## Exercise requirements
1. In the passage on digit filters, give the part from "2. The second" to "filter went wrong." again, swapping "elementwise product" for "pointwise product".
2. The passage on digit filters describes the images shown in each row of a display. List every one of them.

This produces 10 scores, one for each of the 10 digit types. A higher score (a higher dot product) implies that the image is more like that digit type.

In image and signal processing, it is common to call each column of $\theta$ a filter. A filter is a 784-long array of numbers, each lined up with one element of $X$, which is one pixel.

If you were designing a filter for the number 7, you would want your filter to have a high dot product with images that are 7s, and a low dot product with other images (so that other images aren't misclassified as 7s). That means you'd want it to have big positive values where pixels are often black in pictures of 7s, and small or negative values elsewhere.

Our gradient descent optimization found the best possible filters for our training set. But we can still use this idea to build a dramatically better classifier.

Run the cell below to visualize how some of your classifications went wrong. In each row:

  1. The left image is the actual image.
  2. The second image is the filter that (incorrectly) matched the image best.
  3. The third image is the elementwise product of that filter and the image. The dot product of the filter and the image is the sum of that elementwise product. So this tells us how the filter went wrong.
  4. The fourth image is the filter for the image's true label.

## Dataset content
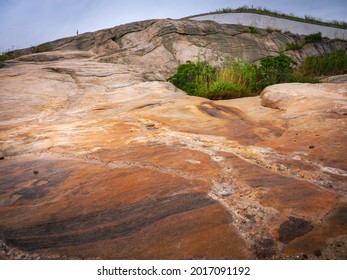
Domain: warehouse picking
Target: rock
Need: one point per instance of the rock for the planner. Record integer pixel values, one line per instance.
(293, 228)
(136, 169)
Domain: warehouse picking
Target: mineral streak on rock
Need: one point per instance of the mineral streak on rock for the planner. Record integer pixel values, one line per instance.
(107, 160)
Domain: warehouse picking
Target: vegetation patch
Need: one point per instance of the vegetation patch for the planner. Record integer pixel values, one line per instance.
(311, 38)
(236, 78)
(334, 63)
(264, 11)
(4, 57)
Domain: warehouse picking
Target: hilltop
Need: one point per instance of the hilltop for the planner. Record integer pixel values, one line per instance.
(101, 157)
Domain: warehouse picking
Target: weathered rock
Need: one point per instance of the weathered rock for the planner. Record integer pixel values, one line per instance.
(129, 167)
(164, 44)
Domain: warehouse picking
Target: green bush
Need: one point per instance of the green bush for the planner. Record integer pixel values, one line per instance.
(236, 78)
(4, 57)
(294, 46)
(275, 70)
(313, 38)
(191, 77)
(334, 63)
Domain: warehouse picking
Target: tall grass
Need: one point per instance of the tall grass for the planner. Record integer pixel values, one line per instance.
(236, 78)
(334, 63)
(264, 11)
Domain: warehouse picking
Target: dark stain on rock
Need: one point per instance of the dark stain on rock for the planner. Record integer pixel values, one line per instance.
(241, 127)
(293, 228)
(32, 193)
(342, 215)
(112, 224)
(264, 248)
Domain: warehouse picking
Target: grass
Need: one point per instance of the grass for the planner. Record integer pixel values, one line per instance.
(236, 78)
(4, 57)
(334, 63)
(311, 38)
(264, 11)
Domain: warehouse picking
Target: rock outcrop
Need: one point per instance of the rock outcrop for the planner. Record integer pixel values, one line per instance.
(164, 44)
(108, 160)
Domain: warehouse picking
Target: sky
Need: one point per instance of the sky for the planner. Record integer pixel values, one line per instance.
(26, 23)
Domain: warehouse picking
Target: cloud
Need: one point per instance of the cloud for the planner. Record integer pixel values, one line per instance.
(26, 23)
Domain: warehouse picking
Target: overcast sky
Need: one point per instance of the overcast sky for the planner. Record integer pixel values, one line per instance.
(26, 23)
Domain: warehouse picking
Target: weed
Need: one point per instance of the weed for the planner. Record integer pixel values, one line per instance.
(291, 16)
(313, 38)
(41, 48)
(334, 63)
(4, 57)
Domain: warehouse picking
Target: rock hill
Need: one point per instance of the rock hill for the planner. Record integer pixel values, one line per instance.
(102, 158)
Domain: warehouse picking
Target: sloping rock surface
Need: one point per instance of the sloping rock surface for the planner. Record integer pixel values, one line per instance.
(107, 160)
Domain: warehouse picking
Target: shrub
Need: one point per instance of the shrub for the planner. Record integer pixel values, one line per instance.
(313, 38)
(275, 70)
(41, 48)
(270, 29)
(4, 57)
(334, 63)
(191, 76)
(236, 78)
(294, 46)
(253, 30)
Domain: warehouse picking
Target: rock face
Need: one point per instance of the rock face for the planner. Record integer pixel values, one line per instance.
(164, 44)
(107, 160)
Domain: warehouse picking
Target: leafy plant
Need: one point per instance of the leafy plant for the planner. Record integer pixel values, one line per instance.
(295, 46)
(291, 16)
(275, 70)
(4, 57)
(313, 38)
(334, 63)
(236, 78)
(41, 48)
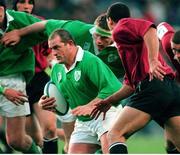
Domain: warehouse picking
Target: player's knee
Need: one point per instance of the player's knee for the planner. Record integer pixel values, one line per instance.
(115, 133)
(15, 143)
(50, 131)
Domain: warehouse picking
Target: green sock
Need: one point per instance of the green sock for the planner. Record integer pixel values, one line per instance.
(33, 149)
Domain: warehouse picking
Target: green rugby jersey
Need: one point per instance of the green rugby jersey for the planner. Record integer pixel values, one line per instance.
(90, 78)
(19, 58)
(79, 31)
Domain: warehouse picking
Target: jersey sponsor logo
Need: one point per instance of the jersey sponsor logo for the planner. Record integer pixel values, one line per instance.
(59, 76)
(77, 75)
(161, 31)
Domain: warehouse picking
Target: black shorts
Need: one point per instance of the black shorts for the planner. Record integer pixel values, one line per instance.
(35, 88)
(160, 99)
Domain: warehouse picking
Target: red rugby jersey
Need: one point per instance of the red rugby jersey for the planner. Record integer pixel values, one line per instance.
(128, 35)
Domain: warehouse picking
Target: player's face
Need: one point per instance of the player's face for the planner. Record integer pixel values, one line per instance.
(176, 51)
(101, 41)
(2, 14)
(59, 49)
(110, 23)
(25, 6)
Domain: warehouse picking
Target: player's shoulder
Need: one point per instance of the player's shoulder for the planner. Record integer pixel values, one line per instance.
(163, 29)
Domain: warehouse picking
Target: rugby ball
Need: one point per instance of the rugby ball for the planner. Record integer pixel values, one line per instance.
(51, 90)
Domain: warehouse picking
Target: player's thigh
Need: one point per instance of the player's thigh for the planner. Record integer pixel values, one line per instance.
(82, 148)
(172, 130)
(15, 127)
(128, 121)
(46, 118)
(104, 143)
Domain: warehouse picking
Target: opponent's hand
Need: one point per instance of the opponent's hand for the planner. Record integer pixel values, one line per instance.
(101, 107)
(47, 103)
(156, 70)
(11, 38)
(17, 97)
(84, 110)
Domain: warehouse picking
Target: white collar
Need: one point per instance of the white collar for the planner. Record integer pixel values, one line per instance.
(79, 57)
(9, 19)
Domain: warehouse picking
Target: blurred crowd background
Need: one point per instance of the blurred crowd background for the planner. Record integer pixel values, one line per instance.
(87, 10)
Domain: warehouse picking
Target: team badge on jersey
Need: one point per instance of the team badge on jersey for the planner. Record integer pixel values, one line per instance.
(77, 75)
(59, 76)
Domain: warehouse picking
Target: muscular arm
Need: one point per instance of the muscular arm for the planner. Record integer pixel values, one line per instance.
(152, 43)
(34, 28)
(13, 37)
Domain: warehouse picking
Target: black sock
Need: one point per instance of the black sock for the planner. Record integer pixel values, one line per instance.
(172, 151)
(118, 148)
(50, 146)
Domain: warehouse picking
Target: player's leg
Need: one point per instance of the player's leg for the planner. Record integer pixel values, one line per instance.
(33, 129)
(172, 129)
(48, 123)
(83, 140)
(67, 123)
(129, 121)
(17, 137)
(172, 125)
(46, 119)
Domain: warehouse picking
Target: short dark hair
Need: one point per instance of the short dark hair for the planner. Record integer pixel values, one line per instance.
(63, 34)
(3, 3)
(118, 11)
(17, 1)
(101, 21)
(176, 37)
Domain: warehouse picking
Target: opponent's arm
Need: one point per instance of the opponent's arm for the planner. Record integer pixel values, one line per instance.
(152, 44)
(13, 37)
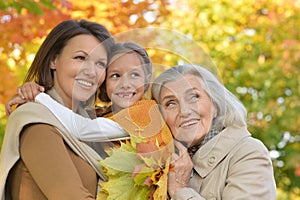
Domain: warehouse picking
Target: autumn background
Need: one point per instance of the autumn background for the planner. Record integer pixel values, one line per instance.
(255, 45)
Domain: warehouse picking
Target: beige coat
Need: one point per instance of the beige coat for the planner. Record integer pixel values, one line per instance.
(231, 166)
(37, 113)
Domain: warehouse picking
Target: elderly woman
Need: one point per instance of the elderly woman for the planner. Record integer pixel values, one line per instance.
(217, 158)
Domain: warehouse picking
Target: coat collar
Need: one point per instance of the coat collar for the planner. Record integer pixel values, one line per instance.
(210, 154)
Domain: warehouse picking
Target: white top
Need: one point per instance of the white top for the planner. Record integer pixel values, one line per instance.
(91, 130)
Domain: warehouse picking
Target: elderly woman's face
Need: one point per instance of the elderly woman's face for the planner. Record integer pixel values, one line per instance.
(187, 108)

## Expected outputs
1.
2. The second image is the filter that (incorrectly) matched the image best.
  3. The third image is the pointwise product of that filter and the image. The dot product of the filter and the image is the sum of that pointwise product. So this tells us how the filter went wrong.

2.
1. The actual image.
2. The filter that (incorrectly) matched the image best.
3. The elementwise product of that filter and the image.
4. The filter for the image's true label.